> **DOCUMENT PASSAGE**
---+---

Die Maßnahme; The Measures Taken

It is utter folly to be wise all by yourself. – La Rochefoucauld

Die Maßnahme; The Measures Taken (translated literally: The Measure) (written and performed 1930)

Co-author: Slatan Dudow (who also directed the premiere)

Music: Hanns Eisler

This ‘learning play’ (Lehrstück) was first performed on 14-16 December 1930 in Berlin. It was first published in 1930 but Brecht published a revised version of the play in 1931. Reviewing the play in January 1931, Alfred Keményi called it ‘epoch-making’ (see Keményi (below), p. 550).

One of the central messages of this play is that collective action is more effective than individual action.

Brecht developed the genre of ‘learning plays’ (Lehrstücke) in 1929 in an attempt to turn theatre into an educational process, both for the performers and the audience. Inspired by his friend the Soviet writer Sergei Tretyakov, Brecht was attempting the ‘refunctioning’ (Umfunktionierung) of the theatre by turning it into a learning environment, one which would collapse the distinction between artistic producers and public (see below, Walter Benjamin, p. 93; Roswitha Mueller, pp. 103-04, 112). In order to do this, questionnaires were given to the audience after the show, and the play was rewritten in the light of the comments received, thus turning the audience into fellow scriptwriters.

Brecht’s idea of the ‘learning play’ (Lehrstück) was also influenced by the children’s theatre developed by the Latvian actress Asja Lacis (see below, Roswitha Mueller, pp. 108-09). The point is that all of the performers are supposed to be transformed through the experience of performing. This is why each of the four performers takes it in turn to play ‘Der junge Genosse’; ‘the young comrade’ who is sentenced to death. The young comrade can thus be seen as representing a common impulse, as well as a lone individual.

---+---

> **RECORDS SHOWN**

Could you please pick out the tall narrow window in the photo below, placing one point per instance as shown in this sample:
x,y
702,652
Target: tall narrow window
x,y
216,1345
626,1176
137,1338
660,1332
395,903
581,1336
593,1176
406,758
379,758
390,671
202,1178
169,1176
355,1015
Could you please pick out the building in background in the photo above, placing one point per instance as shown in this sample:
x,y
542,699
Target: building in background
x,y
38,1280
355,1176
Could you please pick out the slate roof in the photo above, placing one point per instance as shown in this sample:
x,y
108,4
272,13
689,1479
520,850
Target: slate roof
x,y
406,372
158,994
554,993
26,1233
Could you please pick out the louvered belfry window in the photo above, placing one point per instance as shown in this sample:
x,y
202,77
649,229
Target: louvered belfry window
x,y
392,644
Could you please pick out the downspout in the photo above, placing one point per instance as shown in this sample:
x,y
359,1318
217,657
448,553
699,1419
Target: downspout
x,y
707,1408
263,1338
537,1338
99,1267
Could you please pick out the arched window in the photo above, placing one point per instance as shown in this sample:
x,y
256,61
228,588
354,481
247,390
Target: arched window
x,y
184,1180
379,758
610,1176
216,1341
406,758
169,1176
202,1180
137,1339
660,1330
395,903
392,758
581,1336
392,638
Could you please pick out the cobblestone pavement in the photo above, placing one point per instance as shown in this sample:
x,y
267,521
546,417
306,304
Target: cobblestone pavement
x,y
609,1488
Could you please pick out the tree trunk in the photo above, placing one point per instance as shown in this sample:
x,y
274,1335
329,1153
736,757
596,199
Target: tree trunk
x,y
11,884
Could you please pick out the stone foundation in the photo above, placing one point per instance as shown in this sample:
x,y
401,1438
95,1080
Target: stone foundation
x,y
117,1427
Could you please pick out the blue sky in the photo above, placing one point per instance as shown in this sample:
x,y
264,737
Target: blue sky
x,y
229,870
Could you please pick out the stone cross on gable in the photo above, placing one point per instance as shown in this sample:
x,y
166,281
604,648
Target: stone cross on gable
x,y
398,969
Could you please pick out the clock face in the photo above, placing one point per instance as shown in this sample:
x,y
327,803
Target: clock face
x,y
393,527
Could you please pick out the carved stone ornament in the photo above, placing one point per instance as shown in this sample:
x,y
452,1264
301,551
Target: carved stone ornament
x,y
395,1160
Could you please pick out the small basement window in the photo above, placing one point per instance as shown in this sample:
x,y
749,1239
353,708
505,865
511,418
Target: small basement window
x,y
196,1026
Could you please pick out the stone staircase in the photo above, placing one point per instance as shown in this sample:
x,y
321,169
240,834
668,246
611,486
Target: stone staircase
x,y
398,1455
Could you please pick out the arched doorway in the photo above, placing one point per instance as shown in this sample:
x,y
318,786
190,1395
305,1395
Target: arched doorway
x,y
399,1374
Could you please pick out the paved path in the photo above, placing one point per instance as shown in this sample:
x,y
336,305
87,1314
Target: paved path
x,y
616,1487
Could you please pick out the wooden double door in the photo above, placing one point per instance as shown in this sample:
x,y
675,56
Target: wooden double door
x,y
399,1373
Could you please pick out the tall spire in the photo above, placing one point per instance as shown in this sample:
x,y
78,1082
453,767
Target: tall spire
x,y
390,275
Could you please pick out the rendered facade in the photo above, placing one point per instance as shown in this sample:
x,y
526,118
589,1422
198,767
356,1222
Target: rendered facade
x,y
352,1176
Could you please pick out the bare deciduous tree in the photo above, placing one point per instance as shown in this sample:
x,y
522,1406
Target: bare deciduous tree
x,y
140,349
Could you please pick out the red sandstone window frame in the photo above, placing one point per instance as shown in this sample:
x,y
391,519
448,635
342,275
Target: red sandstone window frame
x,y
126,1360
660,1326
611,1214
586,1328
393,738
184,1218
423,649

---+---

> **EXERCISE REQUIREMENTS**
a. Name every writer whose work the passage on Die Maßnahme cites with page numbers, and give the pages cited for each.
b. Extend the passage on Die Maßnahme, starting after its last sentence.

> **PER-TASK OUTPUTS**
a.
- Alfred Keményi: p. 550
- Walter Benjamin: p. 93
- Roswitha Mueller: pp. 103-04, 112, and pp. 108-09

b.
This is a play about people who are prepared to die for their principles, in this case, those of the revolutionary communist party. The American civil rights campaigner Martin Luther King once said that ‘if a man hasn’t discovered something he will die for, he isn’t fit to live’. King however believed in non-violent protest, whereas the figures in this play are convinced that violent revolution is the only way to change society. In this respect they are closer to Malcolm X, who recommended that black people should use ‘any means necessary’ to protect themselves. In Brecht’s play, the young comrade’s feelings make him betray the mission. He endangers the revolutionary cause through acts of humanity and generosity. The underlying message is that individual acts of kindness are inadequate because they do not challenge the status quo. At worst they can even undermine effective political organisation.

At the beginning of the play, the four agitators report that they have shot their young comrade to the ‘Kontrollchor’. The ‘Kontrollchor’ can be translated as ‘checking choir’: the verb ‘kontrollieren’ means ‘to check’ or ‘to test’. It can mean ‘control’ but only in the sense of ‘quality control’. This choir represents the group organisation which is shown here as more important than the individual.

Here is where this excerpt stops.